» **Set exercise**: Copy out the listing below, changing every "instance" to "item" and keeping everything else the same.

Start of Supplied records

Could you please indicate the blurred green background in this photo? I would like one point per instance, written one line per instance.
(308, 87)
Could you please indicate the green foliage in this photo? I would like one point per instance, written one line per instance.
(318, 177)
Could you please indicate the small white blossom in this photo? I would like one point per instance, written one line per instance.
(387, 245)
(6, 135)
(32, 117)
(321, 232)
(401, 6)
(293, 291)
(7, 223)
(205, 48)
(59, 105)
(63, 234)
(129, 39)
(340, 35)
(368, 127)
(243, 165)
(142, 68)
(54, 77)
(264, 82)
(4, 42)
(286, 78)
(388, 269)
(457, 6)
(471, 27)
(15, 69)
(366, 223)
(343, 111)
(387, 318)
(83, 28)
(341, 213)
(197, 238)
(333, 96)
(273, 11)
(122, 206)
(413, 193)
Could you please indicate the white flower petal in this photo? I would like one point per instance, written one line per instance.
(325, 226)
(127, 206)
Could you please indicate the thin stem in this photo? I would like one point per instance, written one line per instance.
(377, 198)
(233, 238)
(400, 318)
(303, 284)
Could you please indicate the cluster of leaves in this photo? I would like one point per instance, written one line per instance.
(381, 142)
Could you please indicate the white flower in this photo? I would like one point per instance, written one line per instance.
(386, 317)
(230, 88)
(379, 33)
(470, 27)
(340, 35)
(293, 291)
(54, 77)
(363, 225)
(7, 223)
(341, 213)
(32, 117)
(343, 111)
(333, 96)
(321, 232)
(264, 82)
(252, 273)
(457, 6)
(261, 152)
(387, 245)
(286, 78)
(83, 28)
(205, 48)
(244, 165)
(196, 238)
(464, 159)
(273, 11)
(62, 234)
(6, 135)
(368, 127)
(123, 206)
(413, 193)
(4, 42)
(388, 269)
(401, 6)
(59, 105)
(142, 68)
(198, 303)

End of Supplied records

» **Response to the exercise**:
Could you please indicate the blurred green background in this photo? I would like one point per item, written one line per item.
(308, 87)
Could you please indicate the green foliage in this photo? I would like one point per item, written one line per item.
(318, 177)
Could you please indicate the small white blossom in this photo? I would like one point per item, written one line per item.
(387, 245)
(6, 135)
(32, 117)
(321, 232)
(401, 6)
(293, 291)
(7, 223)
(205, 48)
(59, 105)
(63, 234)
(129, 39)
(340, 35)
(368, 127)
(243, 165)
(142, 68)
(54, 77)
(264, 82)
(4, 42)
(286, 78)
(388, 269)
(457, 6)
(471, 27)
(15, 69)
(366, 223)
(343, 111)
(387, 318)
(83, 28)
(341, 213)
(197, 238)
(333, 96)
(273, 11)
(122, 206)
(413, 193)
Could you please indicate the white flower petal in this photo? I would like one point per item, written one line per item.
(325, 226)
(127, 206)
Could you please indicate the thin stem in this photo? I would like one point per item, written one line per item.
(377, 198)
(233, 238)
(400, 318)
(303, 284)
Could you please indicate the cluster of leaves in this photo? I would like one point per item, written one line per item.
(381, 142)
Could you please indicate the white flower in this photo? I would like one point per item, written one line per item.
(386, 317)
(230, 88)
(379, 33)
(470, 27)
(340, 35)
(293, 291)
(54, 77)
(363, 225)
(7, 223)
(341, 213)
(32, 117)
(343, 111)
(333, 96)
(321, 232)
(264, 82)
(252, 273)
(457, 6)
(261, 152)
(387, 245)
(286, 78)
(83, 28)
(205, 48)
(244, 165)
(196, 238)
(464, 159)
(273, 11)
(62, 234)
(6, 135)
(368, 127)
(123, 206)
(413, 193)
(4, 42)
(388, 269)
(401, 6)
(59, 105)
(142, 68)
(198, 303)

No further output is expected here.